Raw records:
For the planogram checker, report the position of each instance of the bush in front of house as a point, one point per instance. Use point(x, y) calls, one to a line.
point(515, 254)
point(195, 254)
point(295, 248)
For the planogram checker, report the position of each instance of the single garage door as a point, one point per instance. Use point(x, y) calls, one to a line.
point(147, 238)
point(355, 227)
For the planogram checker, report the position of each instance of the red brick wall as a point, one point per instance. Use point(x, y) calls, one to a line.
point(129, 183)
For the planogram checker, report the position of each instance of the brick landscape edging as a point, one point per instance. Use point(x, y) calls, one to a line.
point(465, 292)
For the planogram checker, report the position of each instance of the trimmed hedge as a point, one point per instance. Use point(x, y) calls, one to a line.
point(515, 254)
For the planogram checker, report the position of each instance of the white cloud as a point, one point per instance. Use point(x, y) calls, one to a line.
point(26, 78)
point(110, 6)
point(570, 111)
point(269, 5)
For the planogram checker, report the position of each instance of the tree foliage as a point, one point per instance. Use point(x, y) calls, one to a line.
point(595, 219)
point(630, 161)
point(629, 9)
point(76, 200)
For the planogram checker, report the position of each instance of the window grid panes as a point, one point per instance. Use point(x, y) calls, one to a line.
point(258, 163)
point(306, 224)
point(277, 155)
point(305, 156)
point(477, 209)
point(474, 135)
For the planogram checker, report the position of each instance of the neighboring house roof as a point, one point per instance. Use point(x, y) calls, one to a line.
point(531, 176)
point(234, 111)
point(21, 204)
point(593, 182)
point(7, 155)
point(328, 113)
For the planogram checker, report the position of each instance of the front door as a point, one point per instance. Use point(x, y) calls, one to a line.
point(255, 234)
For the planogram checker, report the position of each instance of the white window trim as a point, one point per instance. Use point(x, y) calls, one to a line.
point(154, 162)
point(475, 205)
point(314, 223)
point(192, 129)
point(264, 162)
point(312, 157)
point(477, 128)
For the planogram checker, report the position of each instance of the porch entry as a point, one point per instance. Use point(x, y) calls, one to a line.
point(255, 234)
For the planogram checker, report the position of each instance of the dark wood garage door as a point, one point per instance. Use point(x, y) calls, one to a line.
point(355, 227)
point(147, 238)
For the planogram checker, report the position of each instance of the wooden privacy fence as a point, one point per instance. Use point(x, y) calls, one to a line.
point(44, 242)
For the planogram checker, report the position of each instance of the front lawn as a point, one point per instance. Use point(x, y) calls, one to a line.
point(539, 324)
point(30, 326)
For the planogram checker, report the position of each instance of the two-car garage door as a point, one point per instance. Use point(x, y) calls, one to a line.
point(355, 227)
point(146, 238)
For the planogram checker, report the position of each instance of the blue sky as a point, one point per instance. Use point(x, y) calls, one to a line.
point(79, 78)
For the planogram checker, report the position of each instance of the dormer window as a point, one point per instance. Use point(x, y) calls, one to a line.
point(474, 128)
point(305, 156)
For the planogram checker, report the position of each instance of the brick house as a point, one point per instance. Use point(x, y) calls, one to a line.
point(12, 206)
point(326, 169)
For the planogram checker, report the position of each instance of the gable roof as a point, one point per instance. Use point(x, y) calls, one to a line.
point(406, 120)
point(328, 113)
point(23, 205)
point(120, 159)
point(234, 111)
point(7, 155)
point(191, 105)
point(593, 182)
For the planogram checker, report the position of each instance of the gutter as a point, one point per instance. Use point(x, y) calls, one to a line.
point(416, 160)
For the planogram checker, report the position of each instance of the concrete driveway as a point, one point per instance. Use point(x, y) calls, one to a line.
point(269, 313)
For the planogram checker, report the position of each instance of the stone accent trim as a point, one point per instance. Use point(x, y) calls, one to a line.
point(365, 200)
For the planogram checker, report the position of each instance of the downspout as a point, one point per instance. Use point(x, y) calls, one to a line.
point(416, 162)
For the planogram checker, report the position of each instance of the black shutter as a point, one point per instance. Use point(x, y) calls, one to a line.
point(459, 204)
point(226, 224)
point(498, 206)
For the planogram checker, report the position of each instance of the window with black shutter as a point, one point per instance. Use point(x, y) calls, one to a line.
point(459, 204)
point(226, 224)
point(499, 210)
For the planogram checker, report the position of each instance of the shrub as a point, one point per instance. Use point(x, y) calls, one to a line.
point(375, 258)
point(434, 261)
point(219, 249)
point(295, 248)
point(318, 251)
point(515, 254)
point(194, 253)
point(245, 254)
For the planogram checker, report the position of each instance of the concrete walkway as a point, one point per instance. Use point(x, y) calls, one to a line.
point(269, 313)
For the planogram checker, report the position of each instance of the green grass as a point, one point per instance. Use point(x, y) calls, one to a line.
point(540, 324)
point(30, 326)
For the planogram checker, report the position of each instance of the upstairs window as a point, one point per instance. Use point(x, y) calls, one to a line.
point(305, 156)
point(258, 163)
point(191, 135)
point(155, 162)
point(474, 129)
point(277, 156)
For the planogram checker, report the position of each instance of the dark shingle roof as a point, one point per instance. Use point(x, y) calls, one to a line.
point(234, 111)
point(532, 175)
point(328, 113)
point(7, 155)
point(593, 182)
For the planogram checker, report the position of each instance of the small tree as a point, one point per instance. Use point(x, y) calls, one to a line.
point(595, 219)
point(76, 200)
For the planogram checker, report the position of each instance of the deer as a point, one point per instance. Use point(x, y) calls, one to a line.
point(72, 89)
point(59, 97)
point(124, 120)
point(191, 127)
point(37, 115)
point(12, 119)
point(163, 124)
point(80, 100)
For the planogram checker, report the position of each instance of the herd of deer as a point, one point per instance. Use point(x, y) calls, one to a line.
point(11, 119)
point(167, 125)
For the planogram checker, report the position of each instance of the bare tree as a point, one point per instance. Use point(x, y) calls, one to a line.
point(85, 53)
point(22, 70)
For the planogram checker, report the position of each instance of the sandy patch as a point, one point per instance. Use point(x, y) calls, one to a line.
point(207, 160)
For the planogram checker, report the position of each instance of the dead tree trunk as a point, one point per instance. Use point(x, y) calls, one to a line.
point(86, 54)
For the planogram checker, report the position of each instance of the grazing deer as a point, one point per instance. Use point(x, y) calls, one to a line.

* [Task prompt]:
Extract all the material, leaving every line as it is.

* [Task solution]:
For the planogram checker, report the position of each instance of the bush in front of house as a point, one point per instance. Use point(x, y) calls, one to a line.
point(515, 254)
point(195, 254)
point(295, 248)
For the planogram checker, report the position of each instance of the single garage door as a point, one point per instance. Use point(x, y) calls, one to a line.
point(147, 238)
point(355, 227)
For the planogram checker, report the position of each instance of the red brick wall as a point, one point per instance. Use point(x, y) calls, one to a line.
point(129, 183)
For the planogram checker, report the position of each instance of the brick landscape edging as a point, one point per instance. Use point(x, y) calls, one to a line.
point(465, 292)
For the planogram checker, report the position of each instance of the trimmed hedge as a point, one point per instance. Use point(x, y) calls, one to a line.
point(515, 254)
For the planogram checker, report the position of each instance of the white cloud as a point, one point per instance. Use point(x, y) calls, one to a line.
point(26, 78)
point(110, 6)
point(570, 111)
point(269, 5)
For the planogram checker, report the position of each instance of the tree foliage as a point, one point per instance. Use point(x, y) calls, one to a line.
point(595, 219)
point(630, 161)
point(629, 9)
point(76, 200)
For the planogram checker, report the position of each instance of the window grid panes as a point, one point per instance. Use point(x, y) calls, one to a line.
point(258, 163)
point(306, 224)
point(277, 155)
point(305, 156)
point(477, 209)
point(474, 135)
For the planogram checker, report the position of each instance of the neighboring house roof as a point, one point per instance. Use point(x, y) calls, one to a line.
point(531, 176)
point(234, 111)
point(21, 204)
point(593, 182)
point(7, 155)
point(328, 113)
For the planogram checker, report the position of each instance of the front door as a point, one point per instance. Use point(x, y) calls, one to a line.
point(255, 234)
For the planogram checker, report the position of each instance of the white window trim as a point, one point per instance. Use point(x, y) calls, one to a line.
point(154, 162)
point(475, 205)
point(314, 223)
point(192, 129)
point(264, 162)
point(312, 157)
point(477, 128)
For the planogram checker, report the position of each instance of the porch entry as a point, one point per instance. Use point(x, y) calls, one to a line.
point(255, 234)
For the planogram checker, report the position of each instance of the dark wood garage door as a point, one point per instance. Use point(x, y) calls, one to a line.
point(355, 227)
point(147, 238)
For the planogram checker, report the position of each instance of the wooden privacy fence as a point, one point per instance. Use point(x, y) calls, one to a line.
point(44, 242)
For the planogram checker, report the position of each instance of the front lawn as a point, one point per instance. Use point(x, y) calls, one to a line.
point(539, 324)
point(30, 326)
For the planogram checker, report the position of each instance of the two-car garage door as a point, one point per instance. Use point(x, y) calls, one to a line.
point(355, 227)
point(146, 238)
For the planogram checker, report the position of each instance of the blue sky as a point, one point per instance. Use point(x, y) calls, one to a line.
point(79, 78)
For the planogram checker, report the position of each instance of the dormer window as a point, one point per instance. Use point(x, y) calls, one to a line.
point(474, 128)
point(305, 156)
For the planogram checker, report the position of each instance of the brick house as a point, one point per instance. Use point(x, y) calls, one to a line.
point(12, 206)
point(326, 169)
For the planogram checker, report the position of each instance of the gable roof as a point, one point per instance. Use point(x, y) calls, one to a line.
point(406, 120)
point(328, 113)
point(23, 205)
point(120, 159)
point(234, 111)
point(7, 155)
point(191, 105)
point(593, 182)
For the planogram checker, report the position of each instance of the gutter as a point, one point per instance. Use point(x, y) calls, one to a line.
point(416, 160)
For the planogram checker, report the position of each instance of the concrete driveway as a point, one point per instance. Use point(x, y) calls, one to a line.
point(269, 313)
For the planogram checker, report the position of each instance of the stone accent trim as a point, one point per instance. Use point(x, y) calls, one to a line.
point(365, 200)
For the planogram checker, report the position of each instance of the downspout as a point, one point per instance. Use point(x, y) calls, one to a line.
point(416, 162)
For the planogram checker, report the position of each instance of the black shutter as a point, one point per instance. Use point(x, y) calls, one to a line.
point(459, 204)
point(226, 224)
point(498, 206)
For the planogram checker, report the position of each instance of the window with black shutter as a point, one point per instance. Use point(x, y) calls, one to a line.
point(459, 204)
point(226, 224)
point(499, 210)
For the planogram checker, report the position of each instance of the shrub as a point, one point per instance. Use point(x, y) calls, one to a line.
point(375, 258)
point(434, 261)
point(219, 249)
point(295, 248)
point(318, 251)
point(515, 254)
point(194, 253)
point(245, 254)
For the planogram checker, report the position of each instance of the concrete walkway as a point, one point per instance. Use point(x, y) calls, one to a line.
point(269, 313)
For the planogram checker, report the position of each instance of the green grass as a point, one point per instance. Use point(x, y) calls, one to a line.
point(540, 324)
point(30, 326)
For the planogram checker, report the position of each instance of the upstairs window as a point, one point per instance. Use point(x, y) calls, one to a line.
point(305, 156)
point(258, 163)
point(191, 135)
point(155, 162)
point(474, 129)
point(277, 156)
For the planogram checker, report the position of each instance of the dark shingle roof as a point, one point per instance. Use point(x, y) calls, one to a line.
point(234, 111)
point(532, 175)
point(328, 113)
point(7, 155)
point(593, 182)
For the planogram checker, report the position of each instance of the small tree as a point, one point per instance. Use point(x, y) calls, one to a line.
point(595, 219)
point(76, 200)
For the planogram checker, report the position of each instance of the deer as a point, one point per instance. Use point(x, y) calls, one to a line.
point(72, 89)
point(59, 97)
point(124, 120)
point(191, 127)
point(37, 115)
point(12, 119)
point(163, 124)
point(80, 100)
For the planogram checker, report the position of each instance of the herd of deer as a point, one point per instance. Use point(x, y) calls, one to a line.
point(11, 119)
point(167, 125)
For the planogram checker, report the position of each instance of the bare tree as a point, one point per instance. Use point(x, y) calls, one to a line.
point(85, 53)
point(22, 70)
For the planogram checker, report the position of each instance of the sandy patch as a point, one point per instance. Use point(x, y) calls, one to a line.
point(207, 160)
For the planogram checker, report the position of each instance of the dead tree trunk as a point, one point per instance. Use point(x, y) calls, one to a line.
point(86, 54)
For the planogram checker, report the position of each instance of the grazing deer as a point, one point per instance. Use point(x, y) calls, one to a line.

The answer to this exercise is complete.